→ SOURCE TEXT:
--- Start ---

In this blog series, created for Experimentation Works, we will focus on the first two phases of our (BC BIG)’s RIDE Model for Behaviour Shift. This post, the second in the series, will cover the ‘research’ phase.
By Christine Kormos and Mikayla Ford, BC BIG
Part 2: Research
In Part one of this series, we introduced you to the Scoping phase of the British Columbia Behavioural Insights Group (BC BIG’s) RIDE Model for Behaviour Shift. In this section, we now focus on the second phase of the model: the ever-so-important Research phase.
While the Research phase follows the Scoping phase in the RIDE Model for behaviour shift, in practice research is often conducted throughout the Scoping phase. Indeed, a certain degree of research can be necessary to uncover the behaviours underlying a policy challenge and to identify potential touchpoints to determine whether a behavioural insights (BI) approach is suitable. However, even once the parameters of a BI project have been scoped, important questions will still remain. The Research phase is dedicated to answering these questions, which typically revolve around gaining a better understanding of the challenge from the perspectives of the people involved. These insights are then used to inform the design of the intervention.
In this post, we will cover the methods and considerations around conducting research as part of a BI project. This material may be familiar to public servants with a background in research and citizen engagement. However, we hope that our behavioural focus here will make this of interest to everyone. Specifically, this post will cover:
What is the difference between descriptive and causal research?
Why is descriptive research important?
How can we identify which behavioural barriers exist in relation to a policy challenge?

--- End ---

→ GOALS:
1. In the blog post on the research phase, which phase of the RIDE Model for Behaviour Shift comes right before the Research phase?
2. Using the blog post on the research phase, explain why research is often carried out during the Scoping phase even though the Research phase follows it.
3. Carry on the blog post on the research phase from the point where it stops.

→ DATASET SECTION:

--- Start ---

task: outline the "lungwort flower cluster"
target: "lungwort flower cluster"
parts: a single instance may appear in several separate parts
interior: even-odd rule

--- End ---

→ ANSWERS PER TASK:
1. The Scoping phase.

2. Some research can be needed to uncover the behaviours underlying a policy challenge. It also helps identify possible touchpoints, which shows whether a behavioural insights approach is suitable.

3.
What is meant by “desk” and “field” research methods?
What exactly do we mean by “research”?
The term “research” is very broad and can mean different things to different people depending on the context. With respect to BI, we often think about a distinction between two forms of research: descriptive and causal. As their names imply, descriptive research focuses on describing the behavioural challenge as it currently exists, whereas causal research aims to identify underlying causes of behaviours.
In the RIDE Model for Behaviour Shift, the Research phase involves descriptive research, whereas the Data and Evaluate phases involve causal research. In a BI project, causal research is typically conducted to empirically evaluate the impact of an intervention. As such, this post focuses on descriptive research approaches.
Why conduct descriptive research?
Descriptive research helps us to better understand the who, what, how, when, and where of a policy challenge. It is about exploring the experiences of users of a service or system to identify how it meets, or misses, their unique needs. It can be helpful to think of descriptive research as a method for challenging assumptions and developing hypotheses. We might think we know why members of a target population are not following through with a specific behaviour. We would do research to check assumptions and develop new hypotheses. For example, we may want to know why high school graduates (target population) do not apply to universities (behaviour) in greater numbers? One current assumption is that they are concerned about the financial requirements. Research may reveal another possible explanation — perhaps they are deterred by a complicated application process. With a clearer sense of barriers and where they show up, teams are then better equipped to develop impactful solutions.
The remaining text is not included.